COMPLETA QUANTO SEGUE
1. Riporta fedelmente il brano selezionato, cominciando da "Weedy Point ti" e proseguendo fino a "demenza e l’Alzheimer.".
2. Elenca, nell'ordine in cui compaiono, tutti i verbi all'infinito presenti nel brano selezionato.

BRANO SELEZIONATO
********

Weedy Point ti illustra come la sua super pianta possa avere grandissimi benefici per contrastare e rallentare malattie come la demenza e l’Alzheimer.
La cannabis, esercita un effetto sul sistema nervoso, agisce legandosi ai nostri recettori per gli endocannabinoidi, cioè a recettori a cui si legano sostanze endogene che entrano in gioco in meccanismi di segnalazione cellulare e che sembrano esercitare un’azione protettiva nei confronti dei danni infiammatori della β-amiloide.

********

DATI FORNITI
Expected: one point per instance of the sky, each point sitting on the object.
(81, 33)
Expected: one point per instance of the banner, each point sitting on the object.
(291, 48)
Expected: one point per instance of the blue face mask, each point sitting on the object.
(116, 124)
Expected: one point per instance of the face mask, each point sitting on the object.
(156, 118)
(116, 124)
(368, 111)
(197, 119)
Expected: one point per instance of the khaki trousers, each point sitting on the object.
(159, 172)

********

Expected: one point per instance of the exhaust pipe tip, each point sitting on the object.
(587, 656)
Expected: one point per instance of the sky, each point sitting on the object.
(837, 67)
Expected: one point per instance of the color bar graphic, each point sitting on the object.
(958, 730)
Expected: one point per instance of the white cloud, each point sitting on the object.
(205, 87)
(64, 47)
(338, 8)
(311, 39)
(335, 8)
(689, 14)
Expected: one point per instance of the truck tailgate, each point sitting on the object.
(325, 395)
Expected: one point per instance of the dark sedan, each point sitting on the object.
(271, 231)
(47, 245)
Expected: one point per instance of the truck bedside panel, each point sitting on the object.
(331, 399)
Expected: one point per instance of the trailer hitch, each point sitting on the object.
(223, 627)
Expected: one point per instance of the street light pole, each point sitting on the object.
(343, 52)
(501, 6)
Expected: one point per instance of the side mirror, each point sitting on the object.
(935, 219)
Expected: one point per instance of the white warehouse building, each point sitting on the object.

********

RISPOSTE PER COMPITO
1.
Weedy Point ti illustra come la sua super pianta possa avere grandissimi benefici per contrastare e rallentare malattie come la demenza e l’Alzheimer.

2.
avere
contrastare
rallentare
esercitare